Task objective
Please tally the lines of the listing that hold the string "rear", and reply with that total only.

Information shown
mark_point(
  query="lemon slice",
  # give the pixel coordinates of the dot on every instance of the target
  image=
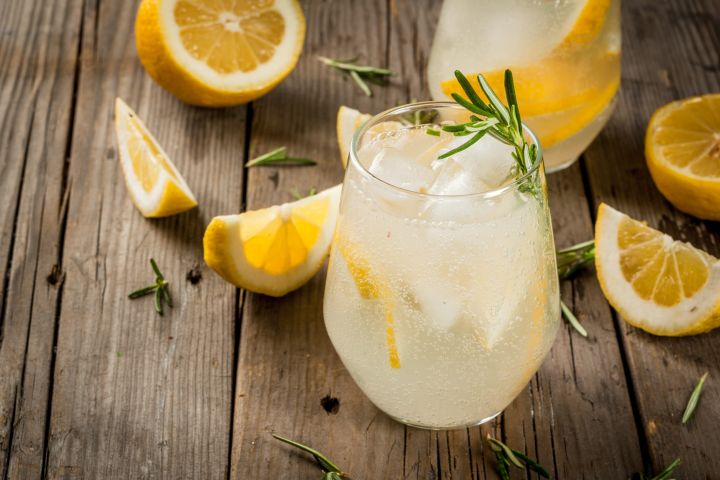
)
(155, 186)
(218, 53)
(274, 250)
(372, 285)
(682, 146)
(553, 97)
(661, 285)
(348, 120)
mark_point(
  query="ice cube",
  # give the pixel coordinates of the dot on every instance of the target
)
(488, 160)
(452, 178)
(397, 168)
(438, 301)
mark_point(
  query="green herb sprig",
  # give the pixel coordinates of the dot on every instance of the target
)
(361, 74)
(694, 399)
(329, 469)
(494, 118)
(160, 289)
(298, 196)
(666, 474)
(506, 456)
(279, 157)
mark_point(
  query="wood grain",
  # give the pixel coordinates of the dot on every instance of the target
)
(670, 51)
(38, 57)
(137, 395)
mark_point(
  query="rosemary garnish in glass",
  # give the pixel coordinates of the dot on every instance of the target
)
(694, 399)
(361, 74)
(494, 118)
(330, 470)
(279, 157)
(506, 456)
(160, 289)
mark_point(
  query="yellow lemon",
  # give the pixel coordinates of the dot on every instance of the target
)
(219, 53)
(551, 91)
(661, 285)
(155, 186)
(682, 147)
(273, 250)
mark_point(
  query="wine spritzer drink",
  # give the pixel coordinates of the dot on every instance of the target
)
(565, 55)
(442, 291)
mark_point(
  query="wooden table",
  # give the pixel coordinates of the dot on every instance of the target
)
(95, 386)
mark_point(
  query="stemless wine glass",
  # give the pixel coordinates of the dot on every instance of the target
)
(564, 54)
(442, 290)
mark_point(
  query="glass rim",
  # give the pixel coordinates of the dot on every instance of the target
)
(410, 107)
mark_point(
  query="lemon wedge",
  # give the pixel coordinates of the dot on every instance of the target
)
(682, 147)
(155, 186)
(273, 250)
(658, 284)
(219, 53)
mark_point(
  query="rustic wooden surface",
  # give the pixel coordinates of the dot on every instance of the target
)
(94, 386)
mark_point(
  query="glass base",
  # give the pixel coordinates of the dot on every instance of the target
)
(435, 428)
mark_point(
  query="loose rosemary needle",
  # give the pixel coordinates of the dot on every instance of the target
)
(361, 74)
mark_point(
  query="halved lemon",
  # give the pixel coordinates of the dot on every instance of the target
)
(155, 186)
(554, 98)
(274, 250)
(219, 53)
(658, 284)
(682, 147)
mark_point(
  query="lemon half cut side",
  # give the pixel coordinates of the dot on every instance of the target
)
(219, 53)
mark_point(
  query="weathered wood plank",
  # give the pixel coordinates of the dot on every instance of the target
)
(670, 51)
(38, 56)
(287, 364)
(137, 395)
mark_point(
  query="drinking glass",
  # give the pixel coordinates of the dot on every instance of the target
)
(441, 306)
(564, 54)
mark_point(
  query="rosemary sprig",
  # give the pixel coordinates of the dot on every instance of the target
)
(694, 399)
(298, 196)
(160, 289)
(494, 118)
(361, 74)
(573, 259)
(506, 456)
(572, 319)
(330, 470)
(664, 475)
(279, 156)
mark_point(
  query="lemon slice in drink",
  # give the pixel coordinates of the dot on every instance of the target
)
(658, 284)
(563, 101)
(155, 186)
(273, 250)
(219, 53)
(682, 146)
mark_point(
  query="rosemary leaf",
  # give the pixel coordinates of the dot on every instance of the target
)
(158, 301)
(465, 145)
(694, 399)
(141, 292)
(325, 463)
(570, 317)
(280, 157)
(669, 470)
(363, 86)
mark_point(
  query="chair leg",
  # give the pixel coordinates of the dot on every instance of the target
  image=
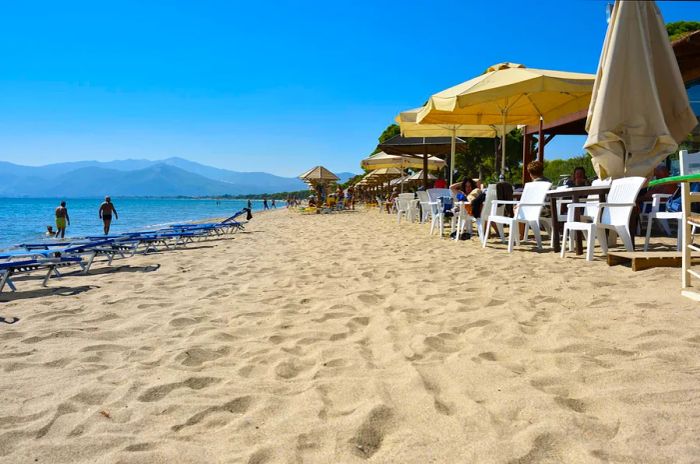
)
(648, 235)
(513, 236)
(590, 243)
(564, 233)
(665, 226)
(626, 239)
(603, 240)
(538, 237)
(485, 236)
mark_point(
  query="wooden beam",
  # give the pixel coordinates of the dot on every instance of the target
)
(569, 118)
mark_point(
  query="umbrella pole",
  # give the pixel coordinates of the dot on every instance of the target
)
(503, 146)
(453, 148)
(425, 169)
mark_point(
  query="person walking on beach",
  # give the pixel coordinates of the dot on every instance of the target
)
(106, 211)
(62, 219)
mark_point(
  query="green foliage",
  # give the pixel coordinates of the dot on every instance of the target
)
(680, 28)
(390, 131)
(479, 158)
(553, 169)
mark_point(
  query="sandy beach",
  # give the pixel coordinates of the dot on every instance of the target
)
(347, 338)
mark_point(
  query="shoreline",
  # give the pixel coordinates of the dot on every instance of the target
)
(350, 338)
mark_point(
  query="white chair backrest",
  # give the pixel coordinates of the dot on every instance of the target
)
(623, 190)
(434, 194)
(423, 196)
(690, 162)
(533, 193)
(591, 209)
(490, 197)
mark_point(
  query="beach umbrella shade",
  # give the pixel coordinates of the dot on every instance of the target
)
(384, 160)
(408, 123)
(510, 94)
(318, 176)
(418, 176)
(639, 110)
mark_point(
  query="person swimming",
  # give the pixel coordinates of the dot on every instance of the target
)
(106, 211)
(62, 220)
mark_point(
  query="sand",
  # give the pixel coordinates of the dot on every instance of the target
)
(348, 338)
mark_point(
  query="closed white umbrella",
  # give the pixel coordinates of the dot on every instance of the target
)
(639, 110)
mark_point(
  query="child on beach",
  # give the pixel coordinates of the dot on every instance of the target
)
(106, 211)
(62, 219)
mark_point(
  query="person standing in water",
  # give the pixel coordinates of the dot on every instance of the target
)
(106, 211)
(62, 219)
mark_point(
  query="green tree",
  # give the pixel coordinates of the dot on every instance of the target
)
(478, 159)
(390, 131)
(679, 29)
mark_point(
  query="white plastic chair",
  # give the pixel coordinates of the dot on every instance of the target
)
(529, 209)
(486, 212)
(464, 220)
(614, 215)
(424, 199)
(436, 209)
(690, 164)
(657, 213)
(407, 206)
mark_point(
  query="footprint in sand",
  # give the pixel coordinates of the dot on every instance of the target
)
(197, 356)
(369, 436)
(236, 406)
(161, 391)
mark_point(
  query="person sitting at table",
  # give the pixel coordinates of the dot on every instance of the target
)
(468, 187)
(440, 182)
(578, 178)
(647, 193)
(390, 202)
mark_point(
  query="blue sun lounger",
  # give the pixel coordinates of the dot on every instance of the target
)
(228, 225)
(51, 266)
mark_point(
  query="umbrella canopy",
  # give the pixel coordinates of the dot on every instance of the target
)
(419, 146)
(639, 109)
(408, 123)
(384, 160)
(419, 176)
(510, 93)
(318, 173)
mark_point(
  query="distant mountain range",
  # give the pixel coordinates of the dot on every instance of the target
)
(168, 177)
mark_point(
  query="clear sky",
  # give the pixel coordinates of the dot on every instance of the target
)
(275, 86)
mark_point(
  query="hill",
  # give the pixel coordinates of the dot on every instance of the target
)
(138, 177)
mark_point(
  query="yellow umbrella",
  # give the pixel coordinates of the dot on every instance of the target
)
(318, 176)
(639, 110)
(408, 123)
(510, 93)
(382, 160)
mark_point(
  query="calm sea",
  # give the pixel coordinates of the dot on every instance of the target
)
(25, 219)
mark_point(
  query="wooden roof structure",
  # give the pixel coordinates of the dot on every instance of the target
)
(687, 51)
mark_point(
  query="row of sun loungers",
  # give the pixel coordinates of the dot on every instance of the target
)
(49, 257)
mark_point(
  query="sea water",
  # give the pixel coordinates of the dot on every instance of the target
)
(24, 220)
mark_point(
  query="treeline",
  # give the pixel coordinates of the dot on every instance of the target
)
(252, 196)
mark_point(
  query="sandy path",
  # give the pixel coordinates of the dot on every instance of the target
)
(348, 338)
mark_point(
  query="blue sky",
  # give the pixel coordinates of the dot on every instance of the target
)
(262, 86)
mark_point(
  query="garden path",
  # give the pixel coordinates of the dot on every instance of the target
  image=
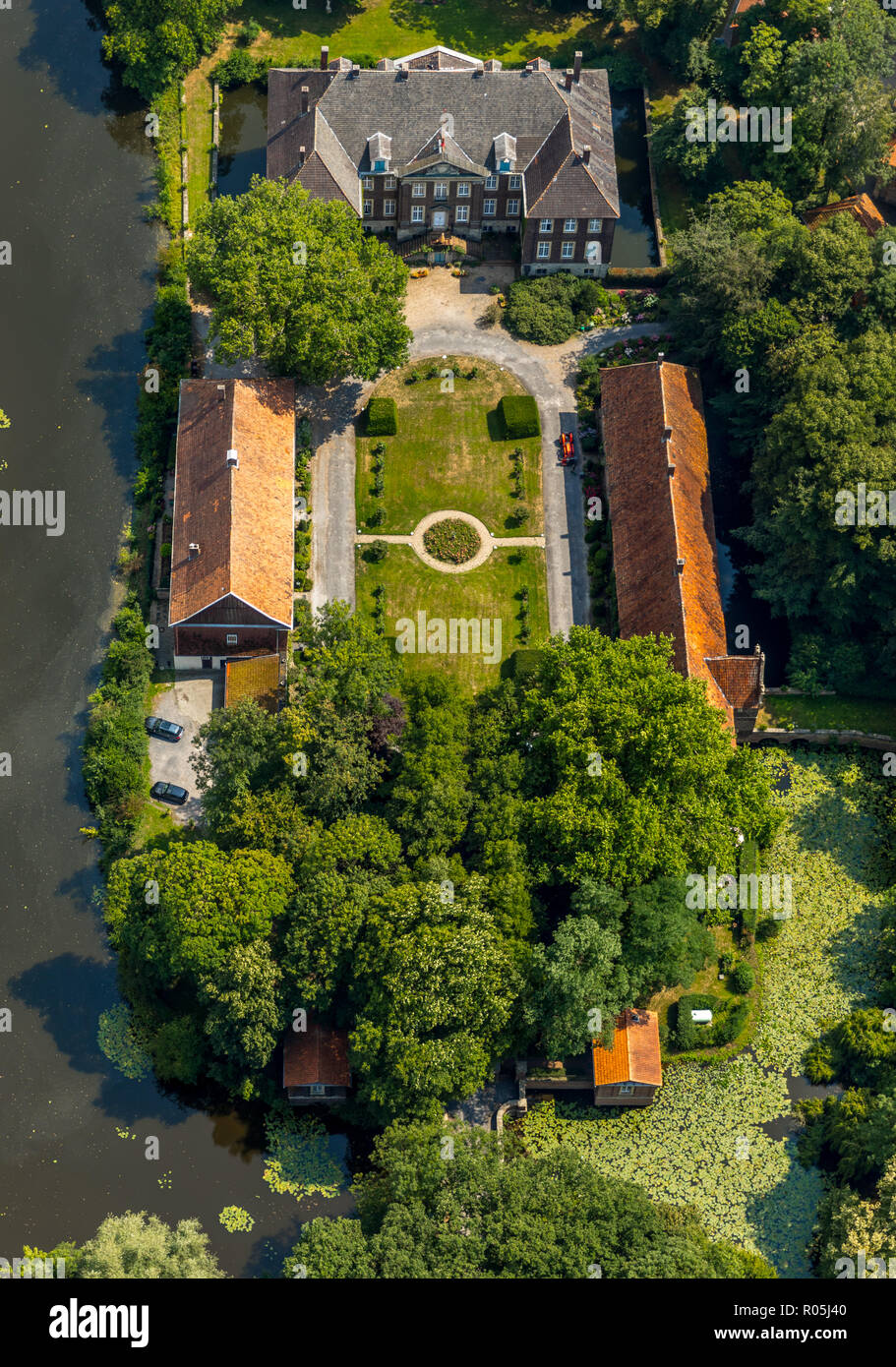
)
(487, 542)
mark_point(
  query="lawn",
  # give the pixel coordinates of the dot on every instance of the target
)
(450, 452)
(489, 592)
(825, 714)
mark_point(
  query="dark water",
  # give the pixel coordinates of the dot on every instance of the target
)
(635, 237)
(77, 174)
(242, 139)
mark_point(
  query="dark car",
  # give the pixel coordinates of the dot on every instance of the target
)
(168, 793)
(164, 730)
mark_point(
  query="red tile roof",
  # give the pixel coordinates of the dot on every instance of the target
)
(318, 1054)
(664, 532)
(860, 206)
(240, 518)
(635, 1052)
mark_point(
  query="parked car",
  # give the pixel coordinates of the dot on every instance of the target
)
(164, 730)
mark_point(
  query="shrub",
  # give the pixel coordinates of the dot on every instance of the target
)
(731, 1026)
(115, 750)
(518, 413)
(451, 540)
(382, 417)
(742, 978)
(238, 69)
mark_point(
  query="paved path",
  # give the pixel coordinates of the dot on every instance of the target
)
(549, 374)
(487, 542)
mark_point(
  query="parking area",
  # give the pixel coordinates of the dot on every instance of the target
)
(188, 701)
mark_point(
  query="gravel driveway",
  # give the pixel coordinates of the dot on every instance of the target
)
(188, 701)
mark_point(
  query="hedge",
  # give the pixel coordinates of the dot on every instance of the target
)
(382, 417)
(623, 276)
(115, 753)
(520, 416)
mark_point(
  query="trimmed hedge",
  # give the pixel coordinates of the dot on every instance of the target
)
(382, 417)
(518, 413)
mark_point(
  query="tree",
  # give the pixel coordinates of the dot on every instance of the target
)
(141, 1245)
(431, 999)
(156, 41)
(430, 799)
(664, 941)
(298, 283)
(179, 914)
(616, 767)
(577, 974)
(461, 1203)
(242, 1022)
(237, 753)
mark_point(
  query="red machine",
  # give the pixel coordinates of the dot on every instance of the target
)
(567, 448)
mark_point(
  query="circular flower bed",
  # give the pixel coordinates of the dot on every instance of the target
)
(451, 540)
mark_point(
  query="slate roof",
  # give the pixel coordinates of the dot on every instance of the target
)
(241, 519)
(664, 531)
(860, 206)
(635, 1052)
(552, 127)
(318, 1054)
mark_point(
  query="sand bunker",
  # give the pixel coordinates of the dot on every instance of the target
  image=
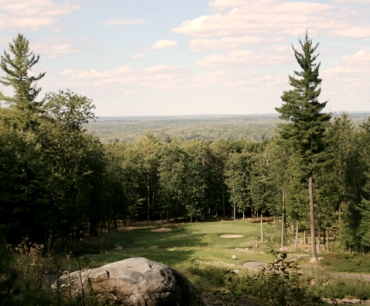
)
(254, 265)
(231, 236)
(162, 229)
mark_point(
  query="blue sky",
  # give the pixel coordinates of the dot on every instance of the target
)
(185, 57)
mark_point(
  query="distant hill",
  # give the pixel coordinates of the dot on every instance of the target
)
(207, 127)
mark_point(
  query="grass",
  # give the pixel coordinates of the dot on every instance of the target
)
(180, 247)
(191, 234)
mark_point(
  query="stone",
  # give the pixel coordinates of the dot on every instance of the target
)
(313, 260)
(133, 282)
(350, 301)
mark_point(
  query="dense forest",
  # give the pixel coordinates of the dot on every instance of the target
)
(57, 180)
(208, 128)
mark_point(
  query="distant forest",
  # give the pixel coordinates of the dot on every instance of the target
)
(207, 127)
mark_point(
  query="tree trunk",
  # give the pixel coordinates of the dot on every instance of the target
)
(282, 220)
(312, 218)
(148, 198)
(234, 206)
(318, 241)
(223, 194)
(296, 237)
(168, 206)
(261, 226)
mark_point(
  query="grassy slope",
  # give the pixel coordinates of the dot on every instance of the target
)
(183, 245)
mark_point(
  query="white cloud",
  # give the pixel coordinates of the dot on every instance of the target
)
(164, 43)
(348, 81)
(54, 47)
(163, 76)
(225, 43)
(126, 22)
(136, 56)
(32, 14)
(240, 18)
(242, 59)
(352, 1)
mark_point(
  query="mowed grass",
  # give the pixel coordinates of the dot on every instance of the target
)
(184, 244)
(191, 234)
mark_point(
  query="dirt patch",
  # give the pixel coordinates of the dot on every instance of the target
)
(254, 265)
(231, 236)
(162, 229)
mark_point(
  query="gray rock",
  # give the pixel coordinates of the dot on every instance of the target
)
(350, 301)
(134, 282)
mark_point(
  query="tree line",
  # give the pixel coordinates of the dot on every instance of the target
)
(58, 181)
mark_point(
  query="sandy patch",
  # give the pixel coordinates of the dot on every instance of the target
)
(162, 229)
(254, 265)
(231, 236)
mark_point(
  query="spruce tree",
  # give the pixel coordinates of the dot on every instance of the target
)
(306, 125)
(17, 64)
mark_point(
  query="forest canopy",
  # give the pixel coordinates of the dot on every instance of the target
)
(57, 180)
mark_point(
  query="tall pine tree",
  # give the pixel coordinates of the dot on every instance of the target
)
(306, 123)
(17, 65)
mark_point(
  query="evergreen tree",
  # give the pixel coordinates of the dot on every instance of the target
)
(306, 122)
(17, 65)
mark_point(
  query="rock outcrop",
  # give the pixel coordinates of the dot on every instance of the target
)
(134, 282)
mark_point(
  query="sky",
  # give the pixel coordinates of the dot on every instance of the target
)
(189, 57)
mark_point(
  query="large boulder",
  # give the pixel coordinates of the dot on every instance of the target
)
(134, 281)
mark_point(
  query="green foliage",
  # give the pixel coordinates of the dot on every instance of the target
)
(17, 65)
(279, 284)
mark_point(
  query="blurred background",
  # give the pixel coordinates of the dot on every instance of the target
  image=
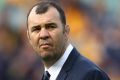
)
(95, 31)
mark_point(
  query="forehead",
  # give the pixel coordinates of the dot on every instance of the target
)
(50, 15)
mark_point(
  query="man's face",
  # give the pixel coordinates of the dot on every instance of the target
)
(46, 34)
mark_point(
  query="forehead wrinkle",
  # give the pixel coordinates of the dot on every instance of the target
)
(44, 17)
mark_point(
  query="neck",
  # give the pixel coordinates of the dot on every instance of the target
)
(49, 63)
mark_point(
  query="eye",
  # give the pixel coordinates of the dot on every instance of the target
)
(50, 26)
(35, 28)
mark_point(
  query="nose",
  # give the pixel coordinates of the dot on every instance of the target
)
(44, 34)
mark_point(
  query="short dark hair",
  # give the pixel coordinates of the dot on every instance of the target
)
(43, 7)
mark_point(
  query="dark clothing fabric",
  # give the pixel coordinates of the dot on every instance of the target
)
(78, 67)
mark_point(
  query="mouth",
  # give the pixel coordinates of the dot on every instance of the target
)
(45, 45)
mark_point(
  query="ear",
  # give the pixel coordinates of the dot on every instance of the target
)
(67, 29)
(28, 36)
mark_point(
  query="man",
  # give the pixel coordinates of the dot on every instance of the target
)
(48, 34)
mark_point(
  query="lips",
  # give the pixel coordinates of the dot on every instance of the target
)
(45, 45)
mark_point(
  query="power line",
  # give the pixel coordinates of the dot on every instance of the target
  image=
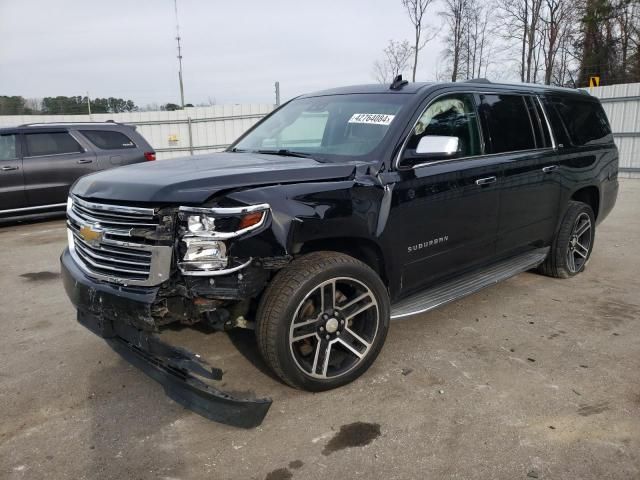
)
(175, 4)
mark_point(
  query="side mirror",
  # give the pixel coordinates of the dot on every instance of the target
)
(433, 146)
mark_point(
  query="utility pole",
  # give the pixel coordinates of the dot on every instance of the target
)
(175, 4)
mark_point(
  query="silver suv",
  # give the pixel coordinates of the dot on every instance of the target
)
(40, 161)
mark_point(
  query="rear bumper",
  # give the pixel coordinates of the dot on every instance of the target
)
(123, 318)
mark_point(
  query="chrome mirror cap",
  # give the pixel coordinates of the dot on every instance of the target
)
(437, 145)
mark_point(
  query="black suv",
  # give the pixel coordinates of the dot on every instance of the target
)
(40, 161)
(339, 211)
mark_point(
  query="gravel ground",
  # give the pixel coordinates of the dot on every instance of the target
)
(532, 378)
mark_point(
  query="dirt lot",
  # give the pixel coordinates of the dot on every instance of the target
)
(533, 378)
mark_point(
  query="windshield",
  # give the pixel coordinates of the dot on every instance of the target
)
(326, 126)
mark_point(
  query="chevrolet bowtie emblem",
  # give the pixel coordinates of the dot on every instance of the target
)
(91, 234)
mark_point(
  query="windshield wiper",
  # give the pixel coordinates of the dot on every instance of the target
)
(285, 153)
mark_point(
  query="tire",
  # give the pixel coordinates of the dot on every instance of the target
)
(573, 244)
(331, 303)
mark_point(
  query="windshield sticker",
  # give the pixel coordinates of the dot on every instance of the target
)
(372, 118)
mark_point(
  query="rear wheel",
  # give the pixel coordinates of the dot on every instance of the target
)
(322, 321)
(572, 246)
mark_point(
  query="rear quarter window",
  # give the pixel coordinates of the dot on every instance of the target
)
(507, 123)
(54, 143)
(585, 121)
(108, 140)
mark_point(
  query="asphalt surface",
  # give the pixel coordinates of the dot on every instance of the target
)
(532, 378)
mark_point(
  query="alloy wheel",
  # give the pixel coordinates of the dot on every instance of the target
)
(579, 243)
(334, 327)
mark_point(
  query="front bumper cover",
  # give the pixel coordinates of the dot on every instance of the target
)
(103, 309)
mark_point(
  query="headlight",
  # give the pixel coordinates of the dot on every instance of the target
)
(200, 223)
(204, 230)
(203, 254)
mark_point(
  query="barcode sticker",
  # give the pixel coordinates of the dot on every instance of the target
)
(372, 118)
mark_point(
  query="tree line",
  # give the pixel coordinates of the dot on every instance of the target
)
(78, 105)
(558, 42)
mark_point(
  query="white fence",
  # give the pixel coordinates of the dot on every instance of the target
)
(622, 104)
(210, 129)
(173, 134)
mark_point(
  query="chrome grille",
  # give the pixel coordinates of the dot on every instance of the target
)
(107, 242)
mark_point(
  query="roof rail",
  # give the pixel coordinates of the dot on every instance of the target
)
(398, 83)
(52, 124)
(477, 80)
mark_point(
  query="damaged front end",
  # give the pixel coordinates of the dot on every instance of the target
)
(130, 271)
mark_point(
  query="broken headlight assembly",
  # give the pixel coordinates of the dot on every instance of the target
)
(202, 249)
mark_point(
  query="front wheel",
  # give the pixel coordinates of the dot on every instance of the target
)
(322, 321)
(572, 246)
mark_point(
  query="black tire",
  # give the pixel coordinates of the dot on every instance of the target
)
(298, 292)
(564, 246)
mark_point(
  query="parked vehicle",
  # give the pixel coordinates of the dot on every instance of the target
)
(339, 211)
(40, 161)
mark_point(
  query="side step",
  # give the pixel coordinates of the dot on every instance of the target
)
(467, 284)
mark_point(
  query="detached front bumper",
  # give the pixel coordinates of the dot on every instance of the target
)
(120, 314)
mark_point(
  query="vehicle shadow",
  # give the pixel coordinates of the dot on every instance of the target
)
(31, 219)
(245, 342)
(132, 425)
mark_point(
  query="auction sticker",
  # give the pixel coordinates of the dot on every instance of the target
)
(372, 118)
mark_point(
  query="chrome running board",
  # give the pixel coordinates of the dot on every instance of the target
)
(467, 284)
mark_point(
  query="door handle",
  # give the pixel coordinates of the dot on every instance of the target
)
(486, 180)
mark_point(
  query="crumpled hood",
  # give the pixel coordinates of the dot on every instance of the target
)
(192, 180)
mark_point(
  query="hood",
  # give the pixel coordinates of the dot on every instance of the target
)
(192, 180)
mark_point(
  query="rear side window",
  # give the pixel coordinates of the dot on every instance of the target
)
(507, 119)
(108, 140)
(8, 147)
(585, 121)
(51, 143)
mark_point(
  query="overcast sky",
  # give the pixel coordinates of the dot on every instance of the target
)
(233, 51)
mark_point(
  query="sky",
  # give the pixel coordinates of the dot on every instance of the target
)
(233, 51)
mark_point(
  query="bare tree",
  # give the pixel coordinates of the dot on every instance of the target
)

Response to this exercise
4